_What is required_
List every line in the records below that contains the word "sportif".

_Object outline annotations_
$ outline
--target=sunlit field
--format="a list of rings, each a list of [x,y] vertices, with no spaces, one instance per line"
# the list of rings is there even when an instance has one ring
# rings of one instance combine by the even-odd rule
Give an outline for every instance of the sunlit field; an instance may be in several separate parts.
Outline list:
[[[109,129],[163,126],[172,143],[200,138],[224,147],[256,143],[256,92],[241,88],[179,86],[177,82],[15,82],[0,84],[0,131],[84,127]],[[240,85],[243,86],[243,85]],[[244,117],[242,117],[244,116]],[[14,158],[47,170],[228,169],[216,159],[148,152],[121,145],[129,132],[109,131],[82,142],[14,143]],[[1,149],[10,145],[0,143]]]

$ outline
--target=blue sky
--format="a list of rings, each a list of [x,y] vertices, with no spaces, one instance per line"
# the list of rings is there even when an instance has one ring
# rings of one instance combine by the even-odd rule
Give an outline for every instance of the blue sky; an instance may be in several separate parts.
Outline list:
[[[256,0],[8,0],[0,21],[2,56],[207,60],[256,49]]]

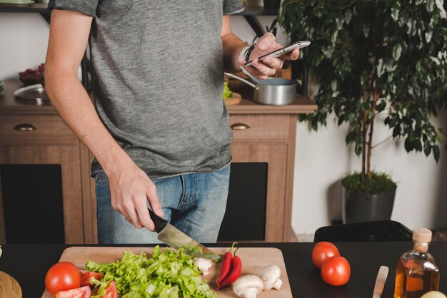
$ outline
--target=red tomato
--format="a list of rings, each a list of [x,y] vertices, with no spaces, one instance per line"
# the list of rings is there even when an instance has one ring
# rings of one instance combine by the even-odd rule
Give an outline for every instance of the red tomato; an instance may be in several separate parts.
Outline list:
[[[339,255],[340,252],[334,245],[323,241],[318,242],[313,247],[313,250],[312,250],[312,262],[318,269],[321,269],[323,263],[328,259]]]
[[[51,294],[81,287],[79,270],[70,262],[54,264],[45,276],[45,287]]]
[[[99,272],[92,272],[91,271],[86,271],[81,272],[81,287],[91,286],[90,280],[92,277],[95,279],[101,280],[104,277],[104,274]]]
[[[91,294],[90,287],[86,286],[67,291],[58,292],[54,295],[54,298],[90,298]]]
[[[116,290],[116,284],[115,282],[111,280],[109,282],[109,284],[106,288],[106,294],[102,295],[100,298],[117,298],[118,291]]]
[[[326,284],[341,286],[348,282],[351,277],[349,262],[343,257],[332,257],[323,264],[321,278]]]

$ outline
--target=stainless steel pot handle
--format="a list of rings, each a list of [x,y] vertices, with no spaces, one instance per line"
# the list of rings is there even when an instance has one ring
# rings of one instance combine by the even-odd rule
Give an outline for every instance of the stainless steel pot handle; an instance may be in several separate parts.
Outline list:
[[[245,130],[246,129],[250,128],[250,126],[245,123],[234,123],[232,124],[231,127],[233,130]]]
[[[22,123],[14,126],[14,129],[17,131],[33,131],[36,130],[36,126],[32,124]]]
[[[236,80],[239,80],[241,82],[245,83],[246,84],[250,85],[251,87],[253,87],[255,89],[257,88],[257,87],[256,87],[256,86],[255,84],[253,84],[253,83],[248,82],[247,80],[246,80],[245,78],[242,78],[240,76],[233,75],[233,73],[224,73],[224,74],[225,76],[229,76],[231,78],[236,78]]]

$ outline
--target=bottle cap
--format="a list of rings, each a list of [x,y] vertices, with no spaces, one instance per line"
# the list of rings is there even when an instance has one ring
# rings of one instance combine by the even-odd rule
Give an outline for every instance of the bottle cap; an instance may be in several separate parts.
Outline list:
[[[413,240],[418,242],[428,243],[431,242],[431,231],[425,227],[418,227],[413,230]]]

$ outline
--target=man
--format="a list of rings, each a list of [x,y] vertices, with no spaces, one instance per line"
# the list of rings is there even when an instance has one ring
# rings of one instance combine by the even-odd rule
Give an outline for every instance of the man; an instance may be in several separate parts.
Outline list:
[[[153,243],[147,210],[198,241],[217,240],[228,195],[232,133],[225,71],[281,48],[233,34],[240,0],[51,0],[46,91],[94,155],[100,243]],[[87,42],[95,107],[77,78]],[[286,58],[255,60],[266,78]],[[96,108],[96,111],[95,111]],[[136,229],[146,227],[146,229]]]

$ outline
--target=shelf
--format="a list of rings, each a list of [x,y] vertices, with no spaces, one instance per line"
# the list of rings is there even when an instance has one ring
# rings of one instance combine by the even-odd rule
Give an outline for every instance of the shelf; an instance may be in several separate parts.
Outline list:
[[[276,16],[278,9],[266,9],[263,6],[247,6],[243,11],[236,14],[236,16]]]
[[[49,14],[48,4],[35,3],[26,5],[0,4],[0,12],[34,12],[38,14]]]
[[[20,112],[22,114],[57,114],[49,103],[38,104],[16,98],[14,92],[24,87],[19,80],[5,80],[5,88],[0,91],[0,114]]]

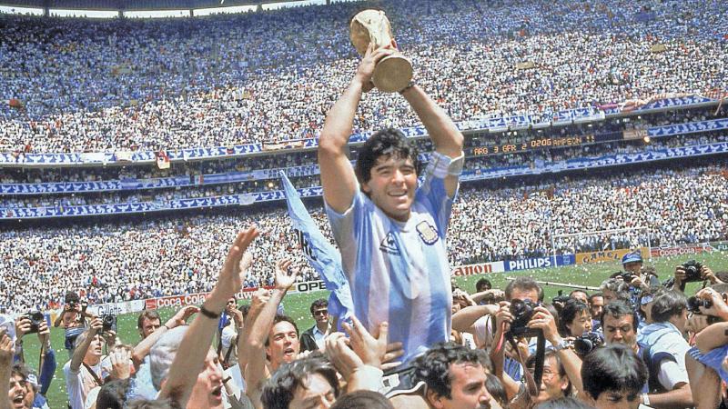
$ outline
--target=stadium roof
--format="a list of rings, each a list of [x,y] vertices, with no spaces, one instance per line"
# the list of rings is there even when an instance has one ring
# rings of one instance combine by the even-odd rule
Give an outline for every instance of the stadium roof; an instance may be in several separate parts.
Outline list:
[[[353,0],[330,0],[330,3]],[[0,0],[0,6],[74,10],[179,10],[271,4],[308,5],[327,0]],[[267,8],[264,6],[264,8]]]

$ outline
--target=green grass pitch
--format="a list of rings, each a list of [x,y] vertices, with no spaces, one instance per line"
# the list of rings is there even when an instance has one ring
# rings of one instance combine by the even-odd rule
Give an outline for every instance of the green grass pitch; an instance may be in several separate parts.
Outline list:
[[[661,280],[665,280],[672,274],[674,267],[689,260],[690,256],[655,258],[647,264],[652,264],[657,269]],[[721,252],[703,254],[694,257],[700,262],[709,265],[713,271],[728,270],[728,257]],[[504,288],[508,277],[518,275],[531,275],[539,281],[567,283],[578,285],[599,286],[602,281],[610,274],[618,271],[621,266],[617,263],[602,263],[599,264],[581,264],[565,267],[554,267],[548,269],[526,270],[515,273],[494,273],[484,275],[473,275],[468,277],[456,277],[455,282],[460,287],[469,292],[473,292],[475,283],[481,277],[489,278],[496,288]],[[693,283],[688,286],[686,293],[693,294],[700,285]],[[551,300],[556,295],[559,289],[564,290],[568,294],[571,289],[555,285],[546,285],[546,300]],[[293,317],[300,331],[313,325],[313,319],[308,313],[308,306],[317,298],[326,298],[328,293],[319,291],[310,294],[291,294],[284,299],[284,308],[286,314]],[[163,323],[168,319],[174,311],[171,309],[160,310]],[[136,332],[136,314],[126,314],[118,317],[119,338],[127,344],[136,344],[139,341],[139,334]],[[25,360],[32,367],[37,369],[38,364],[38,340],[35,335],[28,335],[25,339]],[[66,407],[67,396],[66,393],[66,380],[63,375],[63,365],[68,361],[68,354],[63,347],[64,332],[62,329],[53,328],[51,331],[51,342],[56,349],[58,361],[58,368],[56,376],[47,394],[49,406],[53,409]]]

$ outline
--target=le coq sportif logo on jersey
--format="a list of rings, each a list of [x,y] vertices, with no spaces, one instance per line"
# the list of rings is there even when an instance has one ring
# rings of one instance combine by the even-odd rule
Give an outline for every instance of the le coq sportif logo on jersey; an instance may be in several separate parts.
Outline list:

==

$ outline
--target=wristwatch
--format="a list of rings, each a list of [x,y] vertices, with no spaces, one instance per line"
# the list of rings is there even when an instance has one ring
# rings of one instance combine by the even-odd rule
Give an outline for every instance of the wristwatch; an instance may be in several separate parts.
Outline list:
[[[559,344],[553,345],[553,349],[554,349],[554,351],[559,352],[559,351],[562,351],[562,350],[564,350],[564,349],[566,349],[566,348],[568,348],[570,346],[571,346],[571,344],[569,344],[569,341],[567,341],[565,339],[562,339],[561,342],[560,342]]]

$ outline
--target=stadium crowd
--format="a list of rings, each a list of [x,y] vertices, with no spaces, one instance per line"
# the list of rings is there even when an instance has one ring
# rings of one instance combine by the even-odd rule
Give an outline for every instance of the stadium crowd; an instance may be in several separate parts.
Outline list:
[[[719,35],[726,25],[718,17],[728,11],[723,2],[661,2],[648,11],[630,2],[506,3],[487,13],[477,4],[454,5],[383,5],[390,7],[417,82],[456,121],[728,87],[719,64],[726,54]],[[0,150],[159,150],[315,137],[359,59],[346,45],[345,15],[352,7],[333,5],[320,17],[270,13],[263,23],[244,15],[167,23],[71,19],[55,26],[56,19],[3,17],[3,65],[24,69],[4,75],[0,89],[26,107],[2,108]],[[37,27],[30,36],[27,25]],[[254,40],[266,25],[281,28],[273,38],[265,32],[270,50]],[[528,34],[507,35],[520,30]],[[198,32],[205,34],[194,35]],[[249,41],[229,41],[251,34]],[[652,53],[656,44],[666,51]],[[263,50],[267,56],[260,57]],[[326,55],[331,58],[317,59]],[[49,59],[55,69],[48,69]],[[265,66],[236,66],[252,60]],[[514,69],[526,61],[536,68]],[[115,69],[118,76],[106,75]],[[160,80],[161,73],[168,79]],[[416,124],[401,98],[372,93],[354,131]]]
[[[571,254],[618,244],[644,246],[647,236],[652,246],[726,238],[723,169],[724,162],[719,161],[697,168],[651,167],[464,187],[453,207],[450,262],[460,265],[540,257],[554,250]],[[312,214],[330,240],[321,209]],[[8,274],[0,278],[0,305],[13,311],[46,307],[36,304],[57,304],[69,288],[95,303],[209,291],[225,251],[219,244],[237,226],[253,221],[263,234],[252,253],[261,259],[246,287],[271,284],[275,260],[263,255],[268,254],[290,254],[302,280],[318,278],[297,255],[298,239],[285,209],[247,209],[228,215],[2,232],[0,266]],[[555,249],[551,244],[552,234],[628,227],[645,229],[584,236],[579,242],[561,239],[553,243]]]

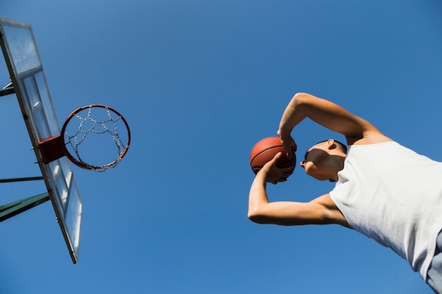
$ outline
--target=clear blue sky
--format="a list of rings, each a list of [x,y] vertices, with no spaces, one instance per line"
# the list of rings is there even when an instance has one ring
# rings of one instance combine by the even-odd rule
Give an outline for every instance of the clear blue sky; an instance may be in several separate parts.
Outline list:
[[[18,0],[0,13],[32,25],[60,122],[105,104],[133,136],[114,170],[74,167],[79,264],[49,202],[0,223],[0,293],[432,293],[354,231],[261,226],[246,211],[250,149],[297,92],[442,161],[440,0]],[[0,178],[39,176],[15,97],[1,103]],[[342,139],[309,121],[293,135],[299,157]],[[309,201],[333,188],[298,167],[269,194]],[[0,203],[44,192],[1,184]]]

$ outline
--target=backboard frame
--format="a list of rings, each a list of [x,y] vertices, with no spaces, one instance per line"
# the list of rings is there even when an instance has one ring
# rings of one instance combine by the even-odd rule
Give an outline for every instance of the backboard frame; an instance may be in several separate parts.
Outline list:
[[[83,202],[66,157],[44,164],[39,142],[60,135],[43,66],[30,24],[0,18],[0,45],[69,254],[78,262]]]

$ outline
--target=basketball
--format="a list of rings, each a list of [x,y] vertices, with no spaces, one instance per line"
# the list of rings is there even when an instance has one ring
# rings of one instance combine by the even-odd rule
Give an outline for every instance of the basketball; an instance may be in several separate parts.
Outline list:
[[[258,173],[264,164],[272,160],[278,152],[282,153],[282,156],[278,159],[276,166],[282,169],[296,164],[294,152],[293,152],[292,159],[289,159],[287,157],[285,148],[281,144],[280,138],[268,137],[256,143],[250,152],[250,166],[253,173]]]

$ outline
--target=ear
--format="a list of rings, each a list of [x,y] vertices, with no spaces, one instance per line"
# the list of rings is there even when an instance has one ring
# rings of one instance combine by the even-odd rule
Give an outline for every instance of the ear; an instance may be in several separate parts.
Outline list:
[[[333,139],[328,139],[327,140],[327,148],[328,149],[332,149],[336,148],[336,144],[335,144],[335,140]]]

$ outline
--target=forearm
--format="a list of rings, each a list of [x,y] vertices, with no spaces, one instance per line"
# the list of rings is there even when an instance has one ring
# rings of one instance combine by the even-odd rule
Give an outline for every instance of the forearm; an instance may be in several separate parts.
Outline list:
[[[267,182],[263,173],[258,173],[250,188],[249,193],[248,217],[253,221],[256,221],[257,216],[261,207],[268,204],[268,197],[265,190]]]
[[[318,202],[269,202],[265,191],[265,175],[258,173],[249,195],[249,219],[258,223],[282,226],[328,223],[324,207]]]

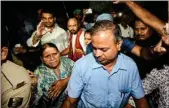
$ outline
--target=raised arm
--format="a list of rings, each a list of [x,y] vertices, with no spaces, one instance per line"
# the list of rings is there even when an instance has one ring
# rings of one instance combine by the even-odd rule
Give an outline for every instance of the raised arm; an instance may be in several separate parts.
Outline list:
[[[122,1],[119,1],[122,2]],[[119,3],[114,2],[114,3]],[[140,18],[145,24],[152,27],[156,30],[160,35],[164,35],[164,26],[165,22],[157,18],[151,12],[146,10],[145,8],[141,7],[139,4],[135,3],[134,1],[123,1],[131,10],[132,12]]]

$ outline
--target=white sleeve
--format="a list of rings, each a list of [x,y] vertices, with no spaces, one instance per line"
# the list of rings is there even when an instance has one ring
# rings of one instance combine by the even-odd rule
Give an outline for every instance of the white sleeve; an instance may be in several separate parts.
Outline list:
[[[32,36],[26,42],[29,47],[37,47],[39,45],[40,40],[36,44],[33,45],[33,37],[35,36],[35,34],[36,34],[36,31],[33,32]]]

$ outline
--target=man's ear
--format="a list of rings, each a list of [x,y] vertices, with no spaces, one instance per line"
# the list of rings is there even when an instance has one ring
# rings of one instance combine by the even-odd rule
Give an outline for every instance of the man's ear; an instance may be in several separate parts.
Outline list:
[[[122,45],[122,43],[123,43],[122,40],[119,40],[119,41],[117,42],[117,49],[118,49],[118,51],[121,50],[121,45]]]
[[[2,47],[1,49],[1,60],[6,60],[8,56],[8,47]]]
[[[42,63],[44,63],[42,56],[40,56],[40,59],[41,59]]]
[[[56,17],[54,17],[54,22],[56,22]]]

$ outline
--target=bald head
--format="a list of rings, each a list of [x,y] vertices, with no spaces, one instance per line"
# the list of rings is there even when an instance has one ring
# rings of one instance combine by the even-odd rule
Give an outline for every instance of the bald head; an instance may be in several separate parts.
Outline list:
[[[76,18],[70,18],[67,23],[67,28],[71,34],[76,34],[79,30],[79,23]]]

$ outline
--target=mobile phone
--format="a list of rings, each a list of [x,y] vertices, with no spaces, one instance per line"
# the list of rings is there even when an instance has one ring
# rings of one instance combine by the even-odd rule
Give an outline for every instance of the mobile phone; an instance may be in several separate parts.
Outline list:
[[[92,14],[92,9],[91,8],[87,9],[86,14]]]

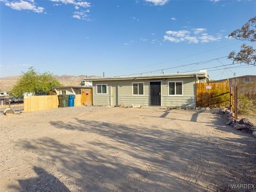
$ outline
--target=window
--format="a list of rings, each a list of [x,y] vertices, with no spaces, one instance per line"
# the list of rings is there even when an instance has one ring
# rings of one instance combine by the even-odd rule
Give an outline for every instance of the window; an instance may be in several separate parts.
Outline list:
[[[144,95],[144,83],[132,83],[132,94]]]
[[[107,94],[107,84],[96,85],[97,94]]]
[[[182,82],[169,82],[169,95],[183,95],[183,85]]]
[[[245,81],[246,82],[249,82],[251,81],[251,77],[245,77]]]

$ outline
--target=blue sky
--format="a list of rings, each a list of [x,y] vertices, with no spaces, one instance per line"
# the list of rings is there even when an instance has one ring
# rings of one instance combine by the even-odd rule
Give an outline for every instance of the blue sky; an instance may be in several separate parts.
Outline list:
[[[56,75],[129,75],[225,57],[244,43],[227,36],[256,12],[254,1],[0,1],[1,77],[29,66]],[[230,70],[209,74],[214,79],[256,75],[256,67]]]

* * *

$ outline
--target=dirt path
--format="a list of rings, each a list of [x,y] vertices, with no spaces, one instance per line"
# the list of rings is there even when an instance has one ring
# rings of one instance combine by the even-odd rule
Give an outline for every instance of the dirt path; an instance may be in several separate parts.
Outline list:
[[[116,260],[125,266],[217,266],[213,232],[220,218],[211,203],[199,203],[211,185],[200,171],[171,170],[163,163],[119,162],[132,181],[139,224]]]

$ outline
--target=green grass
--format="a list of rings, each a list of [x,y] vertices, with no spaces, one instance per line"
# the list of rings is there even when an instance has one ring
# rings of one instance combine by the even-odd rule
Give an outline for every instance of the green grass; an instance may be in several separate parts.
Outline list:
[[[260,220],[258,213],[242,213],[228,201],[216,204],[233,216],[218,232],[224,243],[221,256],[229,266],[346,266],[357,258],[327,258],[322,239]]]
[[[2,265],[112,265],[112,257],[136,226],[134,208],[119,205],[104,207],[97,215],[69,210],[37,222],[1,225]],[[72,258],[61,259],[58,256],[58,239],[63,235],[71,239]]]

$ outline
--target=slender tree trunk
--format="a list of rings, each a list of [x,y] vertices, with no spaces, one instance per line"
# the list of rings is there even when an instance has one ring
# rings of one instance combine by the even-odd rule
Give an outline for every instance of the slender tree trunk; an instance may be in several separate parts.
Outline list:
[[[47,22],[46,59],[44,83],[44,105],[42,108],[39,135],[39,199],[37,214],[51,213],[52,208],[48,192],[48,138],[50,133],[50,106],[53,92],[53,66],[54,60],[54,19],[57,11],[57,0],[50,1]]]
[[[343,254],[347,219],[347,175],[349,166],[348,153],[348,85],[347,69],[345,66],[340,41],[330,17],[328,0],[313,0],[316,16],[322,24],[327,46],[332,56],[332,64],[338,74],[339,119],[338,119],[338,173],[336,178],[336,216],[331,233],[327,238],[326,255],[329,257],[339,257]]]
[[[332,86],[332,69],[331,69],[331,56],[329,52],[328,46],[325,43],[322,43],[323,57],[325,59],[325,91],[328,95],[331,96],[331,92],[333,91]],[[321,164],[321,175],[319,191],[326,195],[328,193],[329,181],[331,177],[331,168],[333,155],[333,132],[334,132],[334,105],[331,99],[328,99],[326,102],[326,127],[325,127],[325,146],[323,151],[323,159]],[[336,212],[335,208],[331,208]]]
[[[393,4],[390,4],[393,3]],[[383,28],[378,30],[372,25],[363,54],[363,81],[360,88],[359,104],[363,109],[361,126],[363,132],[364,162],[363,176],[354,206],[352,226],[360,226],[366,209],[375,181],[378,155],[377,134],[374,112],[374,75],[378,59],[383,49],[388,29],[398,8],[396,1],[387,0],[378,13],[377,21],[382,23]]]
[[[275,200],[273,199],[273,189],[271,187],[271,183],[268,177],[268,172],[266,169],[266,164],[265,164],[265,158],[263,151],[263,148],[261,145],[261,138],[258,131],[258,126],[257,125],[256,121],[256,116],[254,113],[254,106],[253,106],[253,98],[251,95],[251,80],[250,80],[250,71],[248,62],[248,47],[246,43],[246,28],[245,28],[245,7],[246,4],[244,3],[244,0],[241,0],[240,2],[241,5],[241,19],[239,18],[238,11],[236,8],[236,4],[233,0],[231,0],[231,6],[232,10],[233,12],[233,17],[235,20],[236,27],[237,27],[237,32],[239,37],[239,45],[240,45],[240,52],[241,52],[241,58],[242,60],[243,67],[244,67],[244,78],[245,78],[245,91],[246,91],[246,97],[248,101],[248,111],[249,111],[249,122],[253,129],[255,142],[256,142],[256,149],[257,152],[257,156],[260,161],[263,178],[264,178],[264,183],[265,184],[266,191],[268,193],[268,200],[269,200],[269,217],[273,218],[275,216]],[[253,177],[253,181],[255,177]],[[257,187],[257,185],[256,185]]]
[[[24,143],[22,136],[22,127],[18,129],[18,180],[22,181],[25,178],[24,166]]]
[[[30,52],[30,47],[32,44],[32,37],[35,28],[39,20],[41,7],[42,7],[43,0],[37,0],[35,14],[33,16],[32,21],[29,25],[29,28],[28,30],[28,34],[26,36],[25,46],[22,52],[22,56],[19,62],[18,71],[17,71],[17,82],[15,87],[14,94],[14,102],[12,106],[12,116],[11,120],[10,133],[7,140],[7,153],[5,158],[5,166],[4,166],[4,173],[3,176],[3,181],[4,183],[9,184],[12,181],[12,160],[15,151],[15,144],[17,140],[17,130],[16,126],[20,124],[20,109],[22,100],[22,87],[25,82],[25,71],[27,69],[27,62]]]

_The completed task_
--target=le coq sportif logo on jersey
Give an outline for every instance of the le coq sportif logo on jersey; an instance may be in several separate parts.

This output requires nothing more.